BEGIN Article

Problems Happen

Written by Greg Gimlick
Overcoming common issues
As seen in the Summer 2015 issue of
Park Pilot.

>> In the world of electric flight, there are many things connected to make our aircraft fly and operate the way they are supposed to. Any time there are manufactured items making up an assembly, there can be malfunctions and defective pieces, but sometimes we’re the ones who are actually to blame! Sometimes it’s from rushing, sometimes it’s from ignorance (and by that I mean actually not knowing how to do things), and sometimes it’s just because we look beyond the obvious and don’t see the elephant staring back at us.

Fear not. We’ve all been there. If you stay in this hobby long enough to become an expert, you’ll still make those mistakes. The purpose here is to open your eyes to some of the common things that happen that we often overlook.


ESCs are little miracles of electronics that are the source of a lot of our problems, usually because we’ve done something wrong. Suggesting that you read the manual seems silly, but I can tell you from experience that it’s the main cause of “problems.” I know, because I’m as guilty as the next person of skipping over the manual or at least blowing through it so quickly that I miss important information.

Here are some of the questions I’ve been asked, along with the answers.

I plugged in the battery, but there are no sounds.

This is usually because someone didn’t plug the motor into the ESC, or unplugged it on the bench for safety and didn’t reconnect it. The motor is the sound generator for the ESC and if it’s not plugged in, there is no sound. Be sure that all three wires are plugged into the ESC. Remove the propeller while you’re setting up your model. That way it will be safe and the motor can be checked and produce sound.

I’m getting the initial tones, but it won’t completely arm.

This problem can have a few different causes and each is usually related to some safety feature of the ESC. Manufacturers have different ways of doing things. Sometimes it’s to make some feature proprietary and sometimes it’s simply a different thought process on the engineering side. Regardless of the motive, you must read the manual to see the correct sequence for arming an ESC.

There are many ESCs on the market and they don’t all use the same arming sequence. Read your manuals!

The primary reason I see for this second round of tones not coming is that the ESC requires the user to show it both ends of the throttle range. This means that if you get the initial tone, you also need to advance to full throttle and wait for the second tone. When that happens, reduce the throttle to zero and wait for the final series of tones signaling a fully armed ESC. Remember, the propeller should be removed. If it isn’t, be sure to restrain your aircraft during this sequence, just in case.

Another common cause is the throttle trim not being reduced to its lowest level or the throttle range not being set “wide enough” for the ESC’s expectations. If reducing the throttle trim to low doesn’t start the arming sequence, check the transmitter programming and set the throttle travel to its maximum, usually plus or minus 125%.

The third most common cause is connecting a battery that is discharged. It’s easy to do at the field, so don’t laugh … if it hasn’t happened to you yet, it probably will. Find a way to keep the discharged batteries separate from the charged batteries at the field, or check the pack with a meter before heading to the flightline.

I finally got it to arm, but it’s backward.

This generally happens to those of us who own more than one brand of radio. Some require the throttle channel to be reversed before connecting it to an ESC. My Futaba, Tactic, and Tower Hobbies transmitters all require this. Check your ESC manual and the radio manual to see if this is the case for your brand of transmitter.

END Article
BEGIN Data excerpts

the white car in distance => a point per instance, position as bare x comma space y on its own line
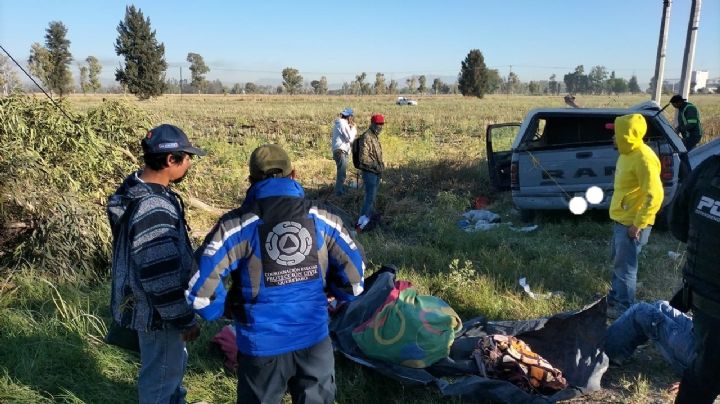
405, 101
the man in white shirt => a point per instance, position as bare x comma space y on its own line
343, 134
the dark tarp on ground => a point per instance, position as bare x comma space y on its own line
571, 341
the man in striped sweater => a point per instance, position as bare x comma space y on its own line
152, 262
281, 252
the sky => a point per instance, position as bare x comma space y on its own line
243, 41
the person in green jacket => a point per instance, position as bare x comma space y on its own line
689, 126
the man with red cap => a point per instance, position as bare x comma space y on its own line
371, 165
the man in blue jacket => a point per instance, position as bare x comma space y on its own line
282, 252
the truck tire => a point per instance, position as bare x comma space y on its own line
527, 215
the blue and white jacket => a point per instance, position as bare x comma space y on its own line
281, 252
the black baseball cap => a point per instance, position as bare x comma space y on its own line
169, 138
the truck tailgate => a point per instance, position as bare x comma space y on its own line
568, 170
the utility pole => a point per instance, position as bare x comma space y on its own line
662, 44
509, 75
689, 56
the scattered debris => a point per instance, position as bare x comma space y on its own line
526, 288
483, 220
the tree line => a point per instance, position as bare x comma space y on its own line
144, 68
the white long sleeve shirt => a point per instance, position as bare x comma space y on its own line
343, 135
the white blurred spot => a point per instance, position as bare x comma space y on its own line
594, 195
578, 205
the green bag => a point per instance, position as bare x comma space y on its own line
409, 329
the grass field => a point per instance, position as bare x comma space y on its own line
52, 319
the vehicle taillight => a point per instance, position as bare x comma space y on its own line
514, 176
666, 168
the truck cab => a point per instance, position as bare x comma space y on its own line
556, 154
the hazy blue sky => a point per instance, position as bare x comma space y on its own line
254, 41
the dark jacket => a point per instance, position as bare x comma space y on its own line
152, 257
281, 251
695, 220
371, 153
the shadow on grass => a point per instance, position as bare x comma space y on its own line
61, 368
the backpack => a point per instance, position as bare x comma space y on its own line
409, 329
355, 151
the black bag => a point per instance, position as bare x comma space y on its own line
123, 337
355, 151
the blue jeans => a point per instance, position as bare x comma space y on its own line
371, 182
668, 328
163, 358
308, 374
340, 158
624, 253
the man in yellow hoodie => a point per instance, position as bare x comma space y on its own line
636, 199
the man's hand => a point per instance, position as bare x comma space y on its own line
633, 232
191, 333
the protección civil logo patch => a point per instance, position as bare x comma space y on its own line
288, 253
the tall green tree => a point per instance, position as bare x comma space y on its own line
84, 83
8, 76
250, 88
198, 69
319, 86
59, 55
513, 84
39, 64
51, 63
359, 86
533, 87
380, 87
494, 81
422, 84
598, 75
145, 65
577, 81
392, 87
292, 80
411, 82
437, 85
633, 85
94, 69
553, 85
473, 76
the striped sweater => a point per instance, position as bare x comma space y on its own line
152, 257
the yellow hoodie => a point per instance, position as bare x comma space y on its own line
638, 190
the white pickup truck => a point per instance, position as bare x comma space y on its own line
405, 101
555, 154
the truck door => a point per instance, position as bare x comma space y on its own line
498, 143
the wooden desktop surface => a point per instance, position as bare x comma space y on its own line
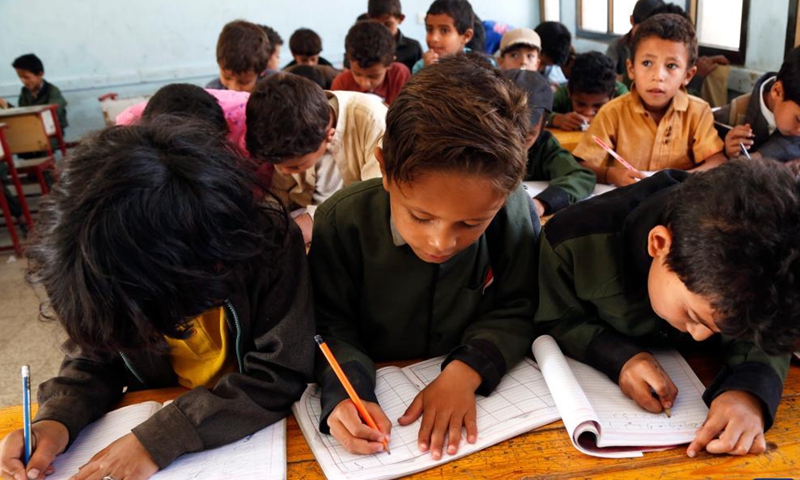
546, 453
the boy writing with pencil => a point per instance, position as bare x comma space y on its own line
436, 258
657, 125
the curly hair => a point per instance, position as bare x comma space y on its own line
735, 232
149, 226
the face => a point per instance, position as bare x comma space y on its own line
669, 297
659, 69
442, 36
522, 58
240, 82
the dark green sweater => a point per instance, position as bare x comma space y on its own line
376, 301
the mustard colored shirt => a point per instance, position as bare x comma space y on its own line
203, 358
684, 138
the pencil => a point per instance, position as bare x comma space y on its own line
348, 387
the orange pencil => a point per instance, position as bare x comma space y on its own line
348, 387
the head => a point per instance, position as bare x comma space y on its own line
289, 122
452, 152
305, 45
663, 54
149, 226
519, 48
370, 48
448, 26
592, 83
726, 258
30, 71
556, 41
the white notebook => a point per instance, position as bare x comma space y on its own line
603, 422
261, 455
520, 403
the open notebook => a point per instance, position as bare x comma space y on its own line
520, 403
602, 421
263, 452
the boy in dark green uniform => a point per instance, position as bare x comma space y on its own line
436, 258
569, 182
708, 254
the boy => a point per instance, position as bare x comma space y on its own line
657, 125
591, 85
708, 253
370, 50
437, 258
569, 182
771, 124
243, 52
390, 14
319, 141
305, 46
519, 48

END Data excerpts

• **Objective**: Extend the article on troubleshooting electric-flight problems, starting right after its last sentence.

• **Response to the exercise**:
What happens is that you don’t get the first tone, so you mess with the throttle and notice that you get it when you go to full throttle. Your next thought is to reduce the throttle and you suddenly hear the next tone. Hopefully this is when you realize what’s going on.

If you don’t, and you advance the throttle again, you’ll hear the final arming tones. This usually startles people and they realize the throttle shouldn’t be where it is and quickly reduce it, causing the motor to come to life with full throttle because it was armed backward. The ESC thinks high is low and low is high. This is dangerous! Read the manual. If you own multiple brands, be extra careful to notice which one you are using at the time you go to arm the airplane.

This bottom contact won’t fully lock into the EC5 connector housing because of the messy solder job. This must be cleaned up so it will lock into the housing.

Everything is armed, but the propeller turns backward and there isn’t a way to reverse it.

This is way more common than you think, but the remedy is simple. Simply switch any two wires from the ESC to the motor. It doesn’t matter which ones; doing so will reverse the motor.

It worked before and doesn’t now!

Our systems are works of genius, but sometimes they still lose their “bind” or “link” to the transmitter. It’s not supposed to happen, but it does, and it does so without regard to brand or good reason.

If your ESC isn’t arming, have you checked your other controls and verified that your receiver shows the LED signal for being bound or linked? If not, relink or rebind your system and try again.

Do you have the correct aircraft selected in the transmitter? Some radios won’t let you fly with the wrong airplane selected. If you have more than one transmitter, are you using the correct one?

This is just all bad! Sloppy solder work, a cold joint, and being improperly tinned before joining. Never accept sloppy work such as this.

Battery-Related Issues

It charges just fine, but dies on takeoff.

If you know it’s charged and it dies on takeoff, it’s usually because the battery has developed an internal problem you can’t fix. There is probably a cell within the pack that is dying (or the internal resistance has increased significantly compared to the others).

These often appear to be normal with a 1C charge, but when a load is applied (such as takeoff power), the voltage of the pack sags instantly and the ESC’s low-voltage cutoff kicks in. The result is a deadstick at the worst possible time.

What can you do to prevent it? Keep a close eye on the flight times you get with a pack and note when they begin to significantly drop. This indicates a growing problem. There are battery testers that will load a pack to real-life current levels, but most of us don’t have anything that sophisticated.

These chargers will do more than charge. They can check internal resistance and give you a heads-up before a pack goes south.

The pack is good, but it only seems to work intermittently in the airplane.

This can usually be traced to a connector issue. I love APP (Anderson Power Poles), but if the contact inside the connector body isn’t fully seated and locked with the internal tab, it can slide backward during the connection. This happened to me when everything seemed fine.

The aircraft armed and taxied out to the runway. I advanced the throttle to take off. As it rumbled and bounced down the grass field, the motor cut off. When it stopped, nothing appeared wrong, so I tried it again and had the same result.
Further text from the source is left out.